Chi-Square Calculator Explained: The Formula, the p-value, and the Common Mistakes

Pearson chi-square is the standard test for asking whether a set of category counts matches a hypothesised distribution. This guide unpacks the formula, walks through Mendel’s pea data as a worked example, lays out when the chi-square approximation is reliable, and is direct about the mistakes that tank chi-square results in practice.

#math#statistics#chi-square#hypothesis-test#goodness-of-fit#p-value

What the chi-square test actually does

A Pearson chi-square test asks a single, narrow question: do my observed category counts deviate from a hypothesised distribution by more than chance would predict? Nothing more and nothing less. The chi-square calculator on this page runs the goodness-of-fit variant of that test on a single set of counts, returns the chi-square statistic, the degrees of freedom, and the right-tailed p-value, and shows you exactly how much each cell contributed to the result.

The test was published by Karl Pearson in 1900 and is one of the oldest formal statistical tests still in everyday use. That longevity is not an accident. The maths is simple, the assumptions are easy to check, and the answer it gives — a single number you can compare against a critical value — fits neatly inside almost any reporting pipeline. It is the default first move for any researcher staring at a frequency table.

Two flavours show up in textbooks. The goodness-of-fit test, which this calculator runs, compares one categorical distribution against a hypothesised one. The test of independence compares two categorical variables in a contingency table to see whether they are associated. The underlying chi-square statistic is identical; only the degrees-of-freedom rule and the source of the expected counts differ.

The formula in plain English

For each of k categories you have an observed count Oi and an expected count Ei. The expected count is what you would see in that category if the null hypothesis were exactly true. The chi-square statistic is then:

χ² = Σᵢ (Oᵢ − Eᵢ)² ÷ Eᵢ

Read it cell by cell. Take the gap between observed and expected, square it so that overshoots and undershoots contribute equally, then scale by the expected count. The scaling matters: a deviation of five counts is enormous in a cell where you expected ten, and trivial in a cell where you expected ten thousand. Dividing by the expected count puts every cell on the same footing.

▶ Data shown
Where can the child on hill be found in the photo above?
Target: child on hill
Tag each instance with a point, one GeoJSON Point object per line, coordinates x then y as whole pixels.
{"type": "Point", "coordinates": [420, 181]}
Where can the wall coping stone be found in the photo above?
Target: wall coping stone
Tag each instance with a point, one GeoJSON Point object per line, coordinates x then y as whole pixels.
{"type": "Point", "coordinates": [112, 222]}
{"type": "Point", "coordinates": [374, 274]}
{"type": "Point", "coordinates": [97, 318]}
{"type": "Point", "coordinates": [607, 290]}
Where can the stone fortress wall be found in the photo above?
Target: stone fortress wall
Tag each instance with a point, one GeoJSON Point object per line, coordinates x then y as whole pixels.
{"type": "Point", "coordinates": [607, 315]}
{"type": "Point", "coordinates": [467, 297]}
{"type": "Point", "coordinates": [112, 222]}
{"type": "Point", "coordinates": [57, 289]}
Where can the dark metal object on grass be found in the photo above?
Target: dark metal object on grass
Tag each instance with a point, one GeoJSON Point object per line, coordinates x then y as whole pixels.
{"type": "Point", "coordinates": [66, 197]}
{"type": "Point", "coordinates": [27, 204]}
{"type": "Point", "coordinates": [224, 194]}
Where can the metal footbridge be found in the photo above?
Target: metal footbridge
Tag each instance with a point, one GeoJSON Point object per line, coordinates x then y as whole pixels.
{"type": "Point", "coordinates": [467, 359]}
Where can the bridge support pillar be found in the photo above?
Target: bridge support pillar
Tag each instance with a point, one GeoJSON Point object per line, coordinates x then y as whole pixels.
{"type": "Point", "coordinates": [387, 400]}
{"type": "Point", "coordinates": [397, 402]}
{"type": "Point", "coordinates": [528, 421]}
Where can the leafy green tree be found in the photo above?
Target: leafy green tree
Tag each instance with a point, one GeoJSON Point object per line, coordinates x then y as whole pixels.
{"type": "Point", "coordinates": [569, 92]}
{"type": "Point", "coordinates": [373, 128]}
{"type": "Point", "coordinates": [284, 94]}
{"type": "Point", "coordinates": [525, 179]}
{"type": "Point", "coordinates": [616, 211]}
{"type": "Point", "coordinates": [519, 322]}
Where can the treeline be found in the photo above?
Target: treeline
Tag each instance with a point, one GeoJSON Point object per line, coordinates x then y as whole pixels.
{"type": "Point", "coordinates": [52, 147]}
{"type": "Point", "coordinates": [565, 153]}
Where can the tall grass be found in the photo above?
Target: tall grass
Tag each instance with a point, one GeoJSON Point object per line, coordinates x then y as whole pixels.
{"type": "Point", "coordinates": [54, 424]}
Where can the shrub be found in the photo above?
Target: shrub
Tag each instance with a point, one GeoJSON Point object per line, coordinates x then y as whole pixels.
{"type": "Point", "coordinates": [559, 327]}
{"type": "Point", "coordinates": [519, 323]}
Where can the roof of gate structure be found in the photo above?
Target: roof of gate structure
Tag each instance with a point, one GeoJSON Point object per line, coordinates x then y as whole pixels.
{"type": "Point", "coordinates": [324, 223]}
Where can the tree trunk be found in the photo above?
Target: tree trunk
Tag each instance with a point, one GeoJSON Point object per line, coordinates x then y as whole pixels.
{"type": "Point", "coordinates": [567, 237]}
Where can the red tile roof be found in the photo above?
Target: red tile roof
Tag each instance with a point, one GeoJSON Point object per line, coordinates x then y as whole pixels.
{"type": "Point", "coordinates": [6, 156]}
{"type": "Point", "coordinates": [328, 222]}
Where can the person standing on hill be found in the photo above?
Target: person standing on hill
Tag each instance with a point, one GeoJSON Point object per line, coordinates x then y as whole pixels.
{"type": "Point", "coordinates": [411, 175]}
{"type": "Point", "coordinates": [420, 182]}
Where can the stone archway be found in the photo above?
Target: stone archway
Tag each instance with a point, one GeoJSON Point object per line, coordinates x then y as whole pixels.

▶ Brief A
In the chi-square guide, who published the Pearson chi-square test, and in what year?
▶ Brief B
Pick up the chi-square guide where it stops and keep writing it.

▶ Answer section A
Karl Pearson, in 1900.

▶ Answer section B
Sum across all cells and you have a single number that summarises how far the observations stray from the hypothesised distribution. Larger χ² means a worse fit; χ² of exactly zero would mean every observed count landed on its expected value to the decimal place. Under the null hypothesis, with the expected vector fully specified ahead of time, χ² follows a chi-square distribution with df = k − 1 degrees of freedom. The p-value is the right tail of that distribution at the observed χ²:

p = P(χ²_{df} ≥ observed χ²)

A small p-value means the data would be surprising under the null, so the null is rejected. A large p-value means the data are consistent with the null — note that this is not positive evidence for the null, only an absence of evidence against it. The chi-square calculator does the integral for you using a regularised incomplete gamma function, which is accurate to machine precision across the full tail.

Worked example: Mendel’s peas

Gregor Mendel’s 1865 paper on hybrid peas contains the single most-quoted goodness-of-fit dataset in statistics. Mendel crossed plants showing two pairs of traits — round versus wrinkled seeds, yellow versus green cotyledons — and counted 556 plants in the F2 generation. His hypothesised 9 : 3 : 3 : 1 ratio for the four phenotype classes (round-yellow, wrinkled-yellow, round-green, wrinkled-green) predicted the following expected counts under the null:

  • Round-yellow: 556 × 9/16 = 312.75
  • Wrinkled-yellow: 556 × 3/16 = 104.25
  • Round-green: 556 × 3/16 = 104.25
  • Wrinkled-green: 556 × 1/16 = 34.75

Mendel observed 315, 108, 101, and 32 respectively. Plugging those into the chi-square calculator with the ratio “9 3 3 1” in the expected box — the calculator rescales ratios automatically — produces:

  • (315 − 312.75)² ÷ 312.75 = 0.0162
  • (108 − 104.25)² ÷ 104.25 = 0.1349
  • (101 − 104.25)² ÷ 104.25 = 0.1013
  • (32 − 34.75)² ÷ 34.75 = 0.2176

Total: χ² ≈ 0.470 on df = 3, giving p ≈ 0.925. That p-value is almost embarrassingly large. Mendel’s observations land so close to the 9 : 3 : 3 : 1 prediction that R. A. Fisher famously argued, in a 1936 essay, that the fit was suspiciously good — likely the result of unconscious selection by Mendel’s gardener rather than fraud, but too clean to be raw chance. Either way, the test does its job: it cannot rule out the hypothesis.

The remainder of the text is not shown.